Given instruction:
Resume the news story about Frank Salas and the Turkey Trot, continuing it from its last paragraph.

Passage shown:

Turkey trot gives disabled man new direction

By MARC STEIN The Dallas Morning News

DALLAS - Frank Salas won't win Thursday's Turkey Trot. He probably won't even win his age group. But it will always be his race.

The race that changed the 29-year-old's life.

It's the race he entered on a dare two years ago, when his best friend, Jerry Vidaurri, scoffed at Salas' interest in the Trot. Tired of being told what he couldn't do and weary of watching the world pass him by year after year, a hobbling Salas completed the eight-mile course in a solid one hour, 18 minutes.

He hasn't stopped running since.

"I read about the Turkey Trot somewhere, and Jerry said, 'There's no way you can do it, Frank,' " Salas recalled. "He said, 'That's for athletes, and you're not an athlete.'

"When I did finish, it was the greatest feeling. I felt like I could do the Ironman competition."

Until that breakthrough in 1996, Salas was strictly a spectator when it came to sports. Much as he wanted to participate, a serious car accident at the age of 3 left the West Dallas resident partially paralyzed on his right side. His parents emerged unscathed from the wreck, but Salas lost all feeling in his right arm. And his right leg is badly underdeveloped.

Growing up outside El Paso, and walking with a severe limp, Salas gave up athletics as a teen-ager when he kept getting cut from teams at Canutillo High School. He tried football. Basketball, too. He even gave track and field a shot, but didn't last long as a shot putter.

Record list:
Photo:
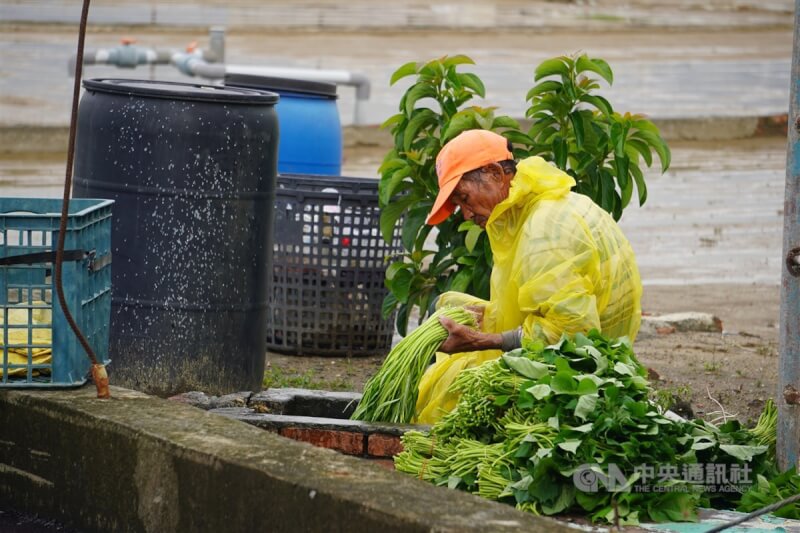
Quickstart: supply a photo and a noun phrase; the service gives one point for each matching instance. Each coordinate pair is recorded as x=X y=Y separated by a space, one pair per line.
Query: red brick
x=379 y=445
x=342 y=441
x=386 y=463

Exercise result:
Almost a decade went by before Salas finally found his niche. Then 27, with Thanksgiving approaching, he was having his usual Friday night dinner with Vidaurri when they began to argue about the Turkey Trot.

Salas insisted he was going to get through it, even if he had to crawl across the finish line. Vidaurri kept goading him, working Salas into a frenzy.

"I knew all along he could do it, but I knew if I kept telling him he couldn't that he'd prove me wrong pretty quickly," Vidaurri said. "I've been friends with him so long, I knew I could push his buttons pretty easily.

"One time we were moving a couch, and my brother tried to take an end away from him. And Salas said real sarcastically, 'That's right, poor Frank can't do anything.' He doesn't want people to view him as anything other than normal."

That's no longer a problem. Salas has become widely regarded as a strong area runner, having completed 10 full marathons and winning a handful of age-group titles in shorter races.

Although he's forced to wear a specially made orthotic in his right shoe to give him some lift and cushion, and although he can barely push off his right leg and sees it as "basically just a crutch," Salas runs 35-40 miles every week. He also enters a competitive race almost every weekend and recently completed the San Antonio Marathon in 4:14 - prompting a family Salas had never met to hang around just for the chance to shake his hand.

"It's kind of weird to see the way people react to him, but it happens all the time," Vidaurri said. "It's amazing how many people come up to him and say, 'You're a great inspiration.' "

It happens in the workplace, as well. Salas is a security supervisor at the downtown Fountain Place building, directing a staff of 15 security officers after starting at the bottom rung in 1991.

"Physical appearance is everything in this business, but with Frank you look past any physical anomalies," said Gary Mathews, the director of security at Fountain Place. "Our need for good people outweighed anything that was visible.

"Frank started out driving an elevator, at the lowest level of entry that we had. He's basically second in command in the building now. He's my right-hand guy."

For a guy who has admittedly "never known what it feels like to use my right hand," that might be the ultimate compliment.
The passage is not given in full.